* [PROBLEM TO WORK ON]:
Give the data back exactly. Leave out any images.

[Stored records]
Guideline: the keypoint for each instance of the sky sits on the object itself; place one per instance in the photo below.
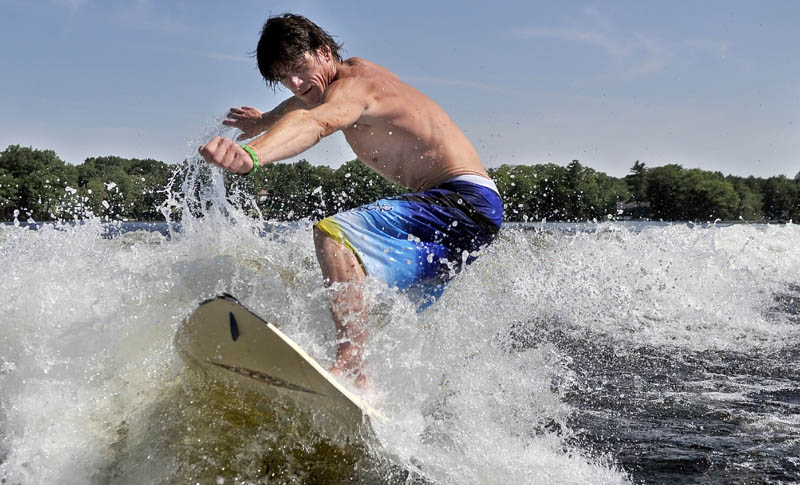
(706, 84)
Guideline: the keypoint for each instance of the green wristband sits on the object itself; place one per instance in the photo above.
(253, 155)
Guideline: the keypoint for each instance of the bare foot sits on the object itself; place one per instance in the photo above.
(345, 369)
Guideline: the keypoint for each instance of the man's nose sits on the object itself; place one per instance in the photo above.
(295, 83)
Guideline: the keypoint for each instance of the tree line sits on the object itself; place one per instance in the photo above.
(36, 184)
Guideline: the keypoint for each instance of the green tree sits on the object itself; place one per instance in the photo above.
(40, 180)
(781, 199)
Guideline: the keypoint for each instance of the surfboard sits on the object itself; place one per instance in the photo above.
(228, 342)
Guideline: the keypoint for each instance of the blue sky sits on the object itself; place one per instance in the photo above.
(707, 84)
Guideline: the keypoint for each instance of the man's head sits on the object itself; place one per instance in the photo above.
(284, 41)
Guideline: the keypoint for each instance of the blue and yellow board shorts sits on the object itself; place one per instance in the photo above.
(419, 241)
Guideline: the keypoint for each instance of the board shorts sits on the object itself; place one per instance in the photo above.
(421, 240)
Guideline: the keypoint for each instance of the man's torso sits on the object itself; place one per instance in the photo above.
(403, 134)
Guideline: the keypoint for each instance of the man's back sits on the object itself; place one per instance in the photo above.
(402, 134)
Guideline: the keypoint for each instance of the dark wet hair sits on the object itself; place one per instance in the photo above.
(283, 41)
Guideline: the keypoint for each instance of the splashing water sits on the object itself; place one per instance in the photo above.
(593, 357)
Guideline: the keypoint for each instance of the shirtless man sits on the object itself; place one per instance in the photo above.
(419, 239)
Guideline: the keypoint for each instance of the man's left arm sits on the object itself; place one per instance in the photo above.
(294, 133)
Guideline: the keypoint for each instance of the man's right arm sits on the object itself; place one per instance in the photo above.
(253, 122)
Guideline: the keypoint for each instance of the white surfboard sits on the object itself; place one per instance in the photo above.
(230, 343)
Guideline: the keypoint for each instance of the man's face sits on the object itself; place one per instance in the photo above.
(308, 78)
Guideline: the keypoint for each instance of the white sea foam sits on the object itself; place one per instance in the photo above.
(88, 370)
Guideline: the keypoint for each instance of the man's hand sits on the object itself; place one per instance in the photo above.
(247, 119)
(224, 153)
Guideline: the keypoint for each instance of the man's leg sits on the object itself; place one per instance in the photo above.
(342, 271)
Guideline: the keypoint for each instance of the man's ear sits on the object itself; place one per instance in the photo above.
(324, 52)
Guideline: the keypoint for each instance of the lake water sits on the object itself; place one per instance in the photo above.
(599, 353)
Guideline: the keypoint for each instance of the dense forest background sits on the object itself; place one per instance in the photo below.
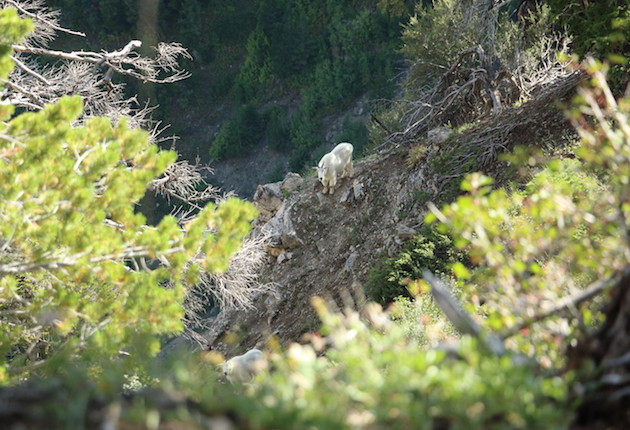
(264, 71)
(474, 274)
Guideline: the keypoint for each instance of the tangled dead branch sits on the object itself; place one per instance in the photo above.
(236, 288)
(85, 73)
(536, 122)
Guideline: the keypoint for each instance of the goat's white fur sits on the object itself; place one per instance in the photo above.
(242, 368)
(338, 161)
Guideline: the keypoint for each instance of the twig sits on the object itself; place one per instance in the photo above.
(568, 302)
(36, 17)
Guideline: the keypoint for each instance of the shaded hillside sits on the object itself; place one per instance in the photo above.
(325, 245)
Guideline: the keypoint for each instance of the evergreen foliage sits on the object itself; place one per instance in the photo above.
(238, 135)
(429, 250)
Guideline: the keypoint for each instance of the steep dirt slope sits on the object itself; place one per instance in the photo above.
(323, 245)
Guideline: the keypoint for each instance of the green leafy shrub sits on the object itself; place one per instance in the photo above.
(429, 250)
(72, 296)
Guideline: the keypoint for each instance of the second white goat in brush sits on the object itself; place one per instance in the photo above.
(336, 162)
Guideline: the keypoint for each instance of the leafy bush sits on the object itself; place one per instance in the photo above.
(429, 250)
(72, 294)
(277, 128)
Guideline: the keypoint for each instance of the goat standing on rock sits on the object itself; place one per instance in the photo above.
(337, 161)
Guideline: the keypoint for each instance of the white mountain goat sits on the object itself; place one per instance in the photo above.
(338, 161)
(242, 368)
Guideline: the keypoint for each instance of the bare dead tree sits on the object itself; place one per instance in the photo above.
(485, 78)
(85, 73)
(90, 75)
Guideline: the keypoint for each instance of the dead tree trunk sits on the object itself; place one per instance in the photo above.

* [EXPECTED ANSWER]:
Guideline: the keypoint for each instance of the sky sits on the object itself; place one per instance in the photo below.
(706, 84)
Guideline: the keypoint for each instance of the green wristband sits on the object itself; place one per instance in the photo above.
(253, 155)
Guideline: the keypoint for each instance of the bare foot sits on the object itself; place one per instance in the photo above.
(345, 369)
Guideline: the keypoint for each instance of the man's nose sits on the object itself; place one per instance in the photo above.
(295, 83)
Guideline: the keypoint for each instance of the tree line sits on the object itself; place one per instance in the photo above.
(36, 184)
Guideline: the keypoint for each instance of the green tree sits on the object itself; place one per instance in the photo above.
(40, 180)
(781, 199)
Guideline: the keypoint for each instance of the surfboard sits on the object itself; place one per instance in the photo above.
(228, 342)
Guideline: the keypoint for each instance of the blue sky sits on the object itself; place one per instance in the photo above.
(707, 84)
Guideline: the keypoint for each instance of the man's head sits on the object itself; place one per instance in the photo above.
(284, 41)
Guideline: the keypoint for each instance of the blue and yellow board shorts sits on the object itself; place one per instance in the photo above.
(419, 241)
Guideline: the keypoint for each instance of the board shorts sits on the object itself; place one per instance in the photo above.
(421, 240)
Guideline: the keypoint for each instance of the man's torso sits on the object itself; place one per instance in the photo above.
(403, 134)
Guideline: the keypoint for each instance of the man's back sits on the object itself; place one per instance in the photo above.
(402, 134)
Guideline: the keypoint for each instance of the dark wet hair sits on the object itself; place one per instance in the photo above.
(283, 41)
Guideline: the keypoint for each instance of the splashing water sits on the object itself; place one per instance in the photo above.
(593, 357)
Guideline: the keypoint for each instance of the shirtless man sits on the object itself; place one per instance in the photo above.
(419, 239)
Guideline: the keypoint for each instance of the man's left arm sits on the object itself; place one per instance in the photo above.
(294, 133)
Guideline: the keypoint for each instance of the man's right arm sits on the object itself; place one per instance in the photo above.
(253, 122)
Guideline: the keypoint for each instance of the white surfboard sits on the object itself; place one per instance in the photo above.
(230, 343)
Guideline: the keypoint for each instance of the man's face sits on the object itself; place one per instance in the photo above.
(308, 78)
Guideline: the keypoint for each instance of the white sea foam sits on the object itself; place one per instance in the photo above.
(88, 370)
Guideline: the keypoint for each instance of the man's hand sits on the object itself; place one per instance in the photo above.
(247, 119)
(224, 153)
Guideline: the keypoint for each instance of the man's leg sits on the object itself; place one per instance in the photo above.
(342, 271)
Guideline: the keypoint for each instance of the man's ear sits on the object itself; place one per instance in the photo above.
(324, 52)
Guideline: the keypoint for each instance of the lake water sits on the object itself; place one per instance in the photo above.
(599, 353)
Guideline: the keypoint for each instance of the dense forest background sits on the object itself; place one per instance in the photo below.
(264, 71)
(474, 274)
Guideline: the keypoint for each instance of the tangled dead branch sits on the object itself; place one per instance in the photo above.
(236, 288)
(85, 73)
(536, 122)
Guideline: the keypoint for each instance of the goat's white fur sits on the object itself; place one per instance in the photo above.
(242, 368)
(338, 161)
Guideline: the keypoint for each instance of the twig sits on the object itself; place one per instance in the photo above.
(568, 302)
(36, 17)
Guideline: the keypoint for each instance of the shaded hillside sits on the object itself; place one per instance in the photo above.
(325, 245)
Guideline: the keypoint for each instance of the evergreen foliage sits on the object itself; place one per instance in the photo above.
(238, 135)
(429, 250)
Guideline: the keypoint for each instance of the steep dirt slope sits on the object itself; place one per instance in the photo above.
(323, 245)
Guideline: the keypoint for each instance of the green leafy shrub sits on the object itself; place one per instance in the photo above.
(429, 250)
(72, 296)
Guideline: the keypoint for each instance of the second white goat in brush sits on the object itself; place one per instance in the photo above.
(336, 162)
Guideline: the keypoint for each instance of the leafy bush sits on the object itself; place one per instance in the photo above.
(429, 250)
(72, 294)
(277, 128)
Guideline: the keypoint for each instance of the goat standing on rock sits on the object itself; place one per instance in the photo above.
(337, 161)
Guideline: the keypoint for each instance of the white mountain goat sits on the object itself; place one per instance in the photo above.
(338, 161)
(242, 368)
Guideline: the keypoint for each instance of the bare dead tree sits on the object itself; place one per instance in the photo above.
(485, 78)
(85, 73)
(90, 75)
Guideline: the keypoint for each instance of the dead tree trunk sits on the object itself; place one per instance in the photo above.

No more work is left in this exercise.